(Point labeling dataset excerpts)
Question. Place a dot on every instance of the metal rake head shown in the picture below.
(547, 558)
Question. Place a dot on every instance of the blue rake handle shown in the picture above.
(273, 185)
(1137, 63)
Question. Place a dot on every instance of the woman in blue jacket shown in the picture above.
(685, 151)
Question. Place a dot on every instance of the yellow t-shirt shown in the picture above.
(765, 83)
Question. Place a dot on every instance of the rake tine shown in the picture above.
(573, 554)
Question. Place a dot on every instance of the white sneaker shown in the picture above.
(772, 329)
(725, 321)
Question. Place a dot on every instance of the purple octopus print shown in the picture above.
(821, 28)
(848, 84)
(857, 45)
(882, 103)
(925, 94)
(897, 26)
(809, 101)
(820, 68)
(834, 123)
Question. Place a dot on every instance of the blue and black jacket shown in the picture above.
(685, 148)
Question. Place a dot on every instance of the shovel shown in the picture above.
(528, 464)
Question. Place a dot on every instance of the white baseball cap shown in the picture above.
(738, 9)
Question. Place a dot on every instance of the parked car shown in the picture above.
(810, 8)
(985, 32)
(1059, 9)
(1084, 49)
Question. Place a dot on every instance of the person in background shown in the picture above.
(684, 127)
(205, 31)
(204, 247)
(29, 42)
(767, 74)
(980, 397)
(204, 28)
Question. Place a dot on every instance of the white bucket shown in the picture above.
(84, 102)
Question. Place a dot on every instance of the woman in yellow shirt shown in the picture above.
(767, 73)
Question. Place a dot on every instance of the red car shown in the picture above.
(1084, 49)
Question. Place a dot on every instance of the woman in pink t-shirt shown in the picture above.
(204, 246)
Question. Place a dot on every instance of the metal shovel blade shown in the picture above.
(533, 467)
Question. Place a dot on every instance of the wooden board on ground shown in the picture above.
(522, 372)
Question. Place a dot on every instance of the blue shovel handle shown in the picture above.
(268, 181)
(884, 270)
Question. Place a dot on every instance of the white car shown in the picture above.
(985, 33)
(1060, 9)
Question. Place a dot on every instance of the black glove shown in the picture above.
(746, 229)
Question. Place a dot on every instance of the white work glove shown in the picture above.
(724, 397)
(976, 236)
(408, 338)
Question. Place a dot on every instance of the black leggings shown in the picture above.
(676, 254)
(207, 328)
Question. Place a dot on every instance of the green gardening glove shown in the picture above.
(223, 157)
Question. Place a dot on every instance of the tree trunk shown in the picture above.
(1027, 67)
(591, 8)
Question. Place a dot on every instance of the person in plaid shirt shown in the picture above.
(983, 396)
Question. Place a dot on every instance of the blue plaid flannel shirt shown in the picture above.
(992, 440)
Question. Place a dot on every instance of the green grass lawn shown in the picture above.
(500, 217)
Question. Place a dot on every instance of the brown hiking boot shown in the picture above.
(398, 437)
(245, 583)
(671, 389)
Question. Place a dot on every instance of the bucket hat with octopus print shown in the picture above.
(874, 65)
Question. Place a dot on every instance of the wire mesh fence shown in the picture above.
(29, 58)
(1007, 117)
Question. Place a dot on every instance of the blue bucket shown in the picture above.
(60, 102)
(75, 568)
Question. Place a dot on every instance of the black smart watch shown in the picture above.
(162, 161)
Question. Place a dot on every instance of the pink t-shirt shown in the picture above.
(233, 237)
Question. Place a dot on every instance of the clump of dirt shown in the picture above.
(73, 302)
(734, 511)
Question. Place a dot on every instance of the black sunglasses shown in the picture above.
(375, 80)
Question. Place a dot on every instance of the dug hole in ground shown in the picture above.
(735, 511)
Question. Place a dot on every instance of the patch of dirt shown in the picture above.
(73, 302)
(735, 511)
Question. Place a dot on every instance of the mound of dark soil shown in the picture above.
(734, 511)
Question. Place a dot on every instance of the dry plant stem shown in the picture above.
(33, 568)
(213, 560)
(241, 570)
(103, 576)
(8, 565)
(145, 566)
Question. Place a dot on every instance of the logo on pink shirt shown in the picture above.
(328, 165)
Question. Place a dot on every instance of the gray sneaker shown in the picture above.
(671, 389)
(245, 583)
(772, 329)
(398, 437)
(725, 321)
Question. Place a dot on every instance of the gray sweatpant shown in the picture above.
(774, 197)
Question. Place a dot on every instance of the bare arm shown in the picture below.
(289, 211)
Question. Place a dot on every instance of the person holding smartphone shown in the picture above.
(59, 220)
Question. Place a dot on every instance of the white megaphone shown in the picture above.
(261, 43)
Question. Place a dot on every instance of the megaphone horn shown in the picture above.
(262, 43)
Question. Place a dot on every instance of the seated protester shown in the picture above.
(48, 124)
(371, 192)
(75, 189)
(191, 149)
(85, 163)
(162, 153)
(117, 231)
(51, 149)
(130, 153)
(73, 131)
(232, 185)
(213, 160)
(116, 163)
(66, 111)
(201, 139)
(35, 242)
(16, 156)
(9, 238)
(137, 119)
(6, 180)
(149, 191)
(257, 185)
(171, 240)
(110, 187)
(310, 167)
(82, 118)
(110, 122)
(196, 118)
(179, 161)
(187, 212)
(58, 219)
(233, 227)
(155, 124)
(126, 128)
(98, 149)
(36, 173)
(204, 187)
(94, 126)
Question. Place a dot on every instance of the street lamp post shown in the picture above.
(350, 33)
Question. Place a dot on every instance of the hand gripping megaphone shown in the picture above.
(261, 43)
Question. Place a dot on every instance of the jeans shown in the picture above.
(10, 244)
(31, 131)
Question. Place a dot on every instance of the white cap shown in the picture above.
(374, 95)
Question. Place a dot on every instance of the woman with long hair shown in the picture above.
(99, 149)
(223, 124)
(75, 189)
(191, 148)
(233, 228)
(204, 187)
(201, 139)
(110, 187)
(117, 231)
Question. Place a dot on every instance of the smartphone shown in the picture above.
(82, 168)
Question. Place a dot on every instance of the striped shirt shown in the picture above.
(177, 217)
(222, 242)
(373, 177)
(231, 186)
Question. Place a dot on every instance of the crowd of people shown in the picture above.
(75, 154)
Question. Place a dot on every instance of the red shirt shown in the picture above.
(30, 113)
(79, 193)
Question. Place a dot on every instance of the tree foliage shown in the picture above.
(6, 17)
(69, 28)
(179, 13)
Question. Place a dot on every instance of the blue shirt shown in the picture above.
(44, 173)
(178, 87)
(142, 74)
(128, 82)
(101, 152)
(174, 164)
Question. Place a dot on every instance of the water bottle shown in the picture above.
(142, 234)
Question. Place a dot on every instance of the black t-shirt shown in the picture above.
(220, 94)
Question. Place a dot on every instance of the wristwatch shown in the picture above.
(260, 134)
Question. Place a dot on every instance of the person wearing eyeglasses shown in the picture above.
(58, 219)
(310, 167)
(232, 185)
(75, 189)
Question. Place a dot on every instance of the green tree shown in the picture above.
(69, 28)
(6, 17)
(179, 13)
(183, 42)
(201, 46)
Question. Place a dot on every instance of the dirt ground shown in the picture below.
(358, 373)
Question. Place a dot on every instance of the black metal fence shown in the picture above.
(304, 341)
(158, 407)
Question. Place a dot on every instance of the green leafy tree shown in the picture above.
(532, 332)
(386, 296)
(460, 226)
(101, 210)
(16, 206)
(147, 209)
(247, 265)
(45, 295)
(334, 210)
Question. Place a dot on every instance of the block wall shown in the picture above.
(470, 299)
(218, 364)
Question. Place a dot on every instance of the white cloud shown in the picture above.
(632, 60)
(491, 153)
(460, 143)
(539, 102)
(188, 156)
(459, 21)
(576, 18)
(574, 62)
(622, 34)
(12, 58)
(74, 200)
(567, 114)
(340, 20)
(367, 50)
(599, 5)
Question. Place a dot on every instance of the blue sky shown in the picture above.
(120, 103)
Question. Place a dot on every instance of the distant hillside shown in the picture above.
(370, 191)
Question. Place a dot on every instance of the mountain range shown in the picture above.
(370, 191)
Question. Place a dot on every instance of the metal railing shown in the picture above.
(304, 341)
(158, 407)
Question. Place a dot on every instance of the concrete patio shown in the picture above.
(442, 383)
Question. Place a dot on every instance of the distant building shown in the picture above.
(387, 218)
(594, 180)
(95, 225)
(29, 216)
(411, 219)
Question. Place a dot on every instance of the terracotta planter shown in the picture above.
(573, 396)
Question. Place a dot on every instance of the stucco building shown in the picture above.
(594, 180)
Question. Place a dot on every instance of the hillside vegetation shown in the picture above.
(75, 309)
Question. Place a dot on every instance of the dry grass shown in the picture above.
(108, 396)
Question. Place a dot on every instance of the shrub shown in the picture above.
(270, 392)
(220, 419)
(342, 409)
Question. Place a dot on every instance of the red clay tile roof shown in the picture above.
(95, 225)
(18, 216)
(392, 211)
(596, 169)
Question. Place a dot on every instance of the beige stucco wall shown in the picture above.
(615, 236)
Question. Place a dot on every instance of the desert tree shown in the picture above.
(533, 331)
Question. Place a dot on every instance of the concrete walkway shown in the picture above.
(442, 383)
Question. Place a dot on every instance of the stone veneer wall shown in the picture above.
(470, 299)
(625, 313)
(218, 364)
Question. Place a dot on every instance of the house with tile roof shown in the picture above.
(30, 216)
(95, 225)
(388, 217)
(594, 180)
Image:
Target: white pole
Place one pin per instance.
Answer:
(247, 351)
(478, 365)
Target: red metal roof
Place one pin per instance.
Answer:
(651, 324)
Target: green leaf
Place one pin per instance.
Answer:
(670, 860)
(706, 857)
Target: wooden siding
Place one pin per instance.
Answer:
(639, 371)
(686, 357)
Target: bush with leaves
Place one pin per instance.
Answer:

| TASK OBJECTIVE |
From the line containing "Question. Place a dot on every instance of the hillside" down to the last line, reproduce the records exactly. Include both ends.

| RESULT FOR THIS EXERCISE |
Question. Place a dot on every instance of the hillside vegetation shown in the picture above.
(75, 309)
Question. Place a dot on every instance of the dry grass shown in the picture above.
(108, 396)
Question. Place a dot on every instance of the shrub shown in the picture above.
(270, 392)
(220, 419)
(342, 409)
Question. Place a dot on every instance of the red clay tile roof shown in the picture above.
(95, 225)
(18, 216)
(392, 211)
(596, 169)
Question. Place a dot on every instance of the beige stucco wall shown in the picture above.
(615, 236)
Question. Place a dot on every instance of the desert tree shown in the picture above.
(533, 331)
Question. Place a dot on every instance of the concrete walkway shown in the picture above.
(442, 383)
Question. Place a dot on every instance of the stone veneer wall shown in the picture above.
(470, 299)
(625, 313)
(218, 364)
Question. Place a dot on every instance of the house with tile roof shown in the picture above.
(30, 216)
(95, 225)
(388, 217)
(594, 180)
Image:
Target: white pole
Place one pin per instance.
Answer:
(247, 351)
(478, 365)
Target: red metal roof
Place one pin per instance.
Answer:
(651, 324)
Target: green leaf
Place one pin per instance.
Answer:
(670, 860)
(706, 857)
Target: wooden siding
Place one pin per instance.
Answer:
(639, 371)
(686, 357)
Target: bush with leaves
Place one pin per instance.
Answer:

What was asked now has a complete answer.